## Start Exercise data

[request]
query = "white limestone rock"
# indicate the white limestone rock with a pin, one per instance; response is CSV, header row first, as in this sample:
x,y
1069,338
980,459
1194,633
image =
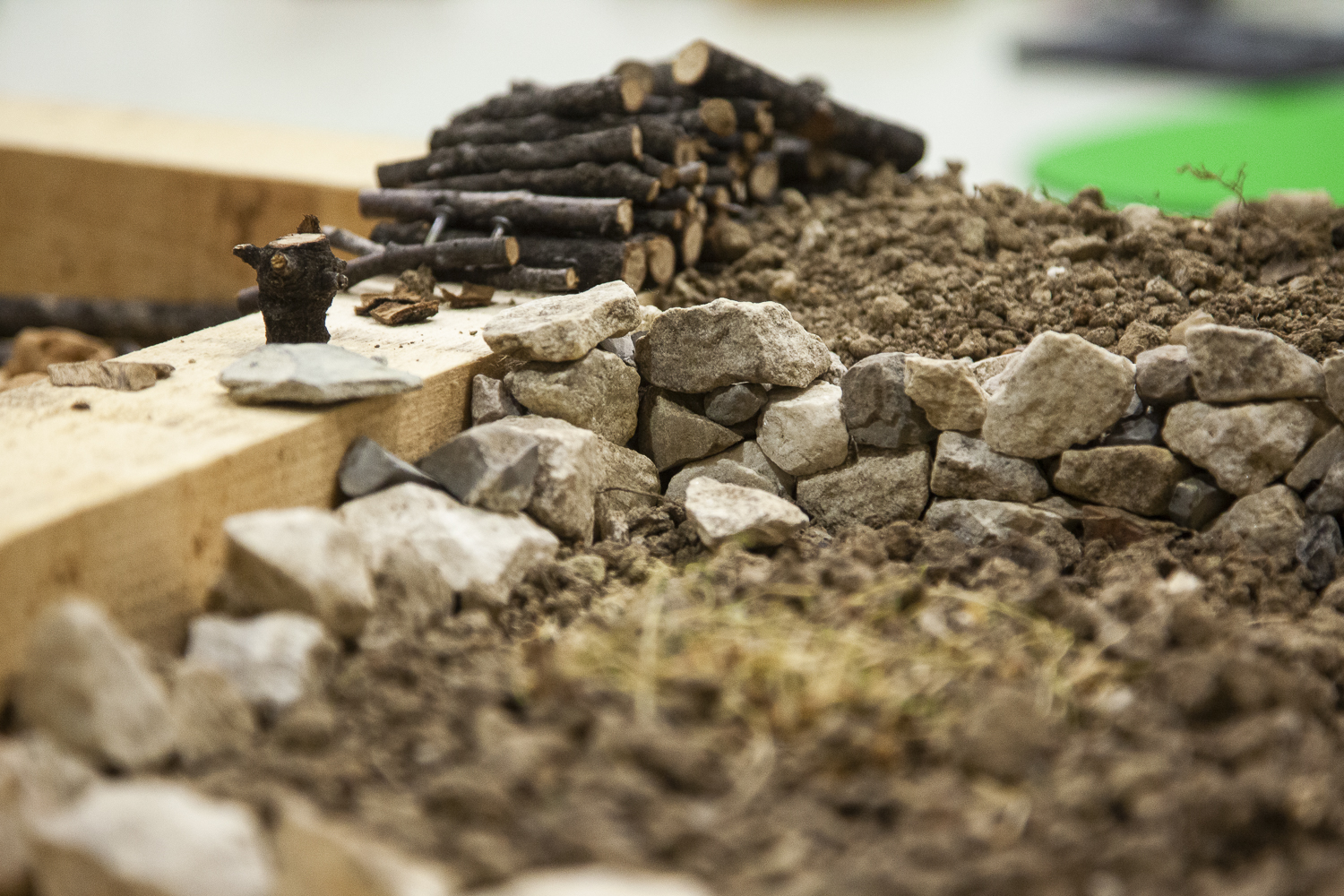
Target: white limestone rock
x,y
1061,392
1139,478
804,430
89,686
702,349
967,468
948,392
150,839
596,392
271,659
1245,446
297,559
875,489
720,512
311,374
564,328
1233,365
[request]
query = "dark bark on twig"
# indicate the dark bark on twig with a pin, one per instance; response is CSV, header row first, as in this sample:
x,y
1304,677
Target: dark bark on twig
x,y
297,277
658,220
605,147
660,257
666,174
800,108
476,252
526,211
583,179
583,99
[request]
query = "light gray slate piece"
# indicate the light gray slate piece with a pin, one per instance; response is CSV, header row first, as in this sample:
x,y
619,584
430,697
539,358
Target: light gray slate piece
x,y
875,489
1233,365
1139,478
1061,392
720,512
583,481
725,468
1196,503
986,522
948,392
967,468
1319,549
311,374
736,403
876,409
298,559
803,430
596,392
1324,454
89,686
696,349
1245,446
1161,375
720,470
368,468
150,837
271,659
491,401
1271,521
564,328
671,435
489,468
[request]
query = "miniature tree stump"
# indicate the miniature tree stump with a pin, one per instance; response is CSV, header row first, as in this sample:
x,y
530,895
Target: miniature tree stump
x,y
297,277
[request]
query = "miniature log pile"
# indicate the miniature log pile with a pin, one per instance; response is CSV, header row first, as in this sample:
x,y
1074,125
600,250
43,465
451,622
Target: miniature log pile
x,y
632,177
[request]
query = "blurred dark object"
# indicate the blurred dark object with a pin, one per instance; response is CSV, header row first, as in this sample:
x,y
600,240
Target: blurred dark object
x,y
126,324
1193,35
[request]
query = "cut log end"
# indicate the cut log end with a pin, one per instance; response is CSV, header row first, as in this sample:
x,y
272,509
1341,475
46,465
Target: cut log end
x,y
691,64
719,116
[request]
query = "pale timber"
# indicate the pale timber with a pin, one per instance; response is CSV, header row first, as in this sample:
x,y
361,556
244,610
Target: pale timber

## End Exercise data

## Problem
Return all the entries word for word, but omit any pictures they contain.

## Completed task
[request]
query = "white limestone rock"
# indicate the white limestone rock with a pin, one per instance; response is CSV, header row first, as in this sample:
x,y
1069,338
980,459
1194,633
image =
Target: white limestone rock
x,y
1061,392
1139,478
804,430
89,686
702,349
967,468
948,392
150,839
596,392
271,659
1245,446
297,559
875,489
720,512
311,374
564,328
1233,365
[request]
query = "dark bark on twig"
# indicate the dark bark on twig with a pin, one per instance; response is CSV, header row first, as in this sample:
x,y
1304,677
Target: dark bark on twig
x,y
297,277
658,220
605,147
660,257
666,174
800,108
476,252
526,211
583,179
583,99
[request]
query = "light gray slate piece"
# indicate the light gray slate piece with a pin, one per instance; response is CSV, header row first, as in this sample:
x,y
619,584
430,697
539,358
Target: light gray slate piece
x,y
875,489
1233,365
1139,478
1061,392
720,512
583,481
725,468
1196,503
986,522
948,392
967,468
1319,549
311,374
736,403
876,409
298,559
803,430
596,392
1324,454
89,686
696,349
1245,446
1161,375
720,470
368,468
150,837
271,659
491,401
1271,521
564,328
671,435
489,468
[request]
query = "miniature tree stump"
# indicate the miniature tree stump with a pin, one per instance; response is CSV, header row first, as in this sample:
x,y
530,895
Target: miniature tree stump
x,y
297,277
[request]
query = "miniature log pile"
# indicate the miniature log pile with a pin, one per instance; response is CSV, header row first, as in this sample:
x,y
1074,125
600,250
43,465
451,622
Target: miniature log pile
x,y
632,177
[request]
query = "blurred dark object"
# indicate the blurred dark object with a pin, one per instance; response is CSV, header row first, as in this sample:
x,y
600,240
Target: blurred dark object
x,y
126,324
1193,35
[request]
query = "cut log end"
# indicate the cut log end with a pin, one per instance; response is CSV, header row first, as in this sample:
x,y
272,509
1341,475
46,465
Target: cut log end
x,y
691,64
719,116
[request]
query = "pale timber"
# indicate the pale timber with a pin, one per instance; response is CSV, header row first, as in this sample:
x,y
361,556
244,610
Target: pale timber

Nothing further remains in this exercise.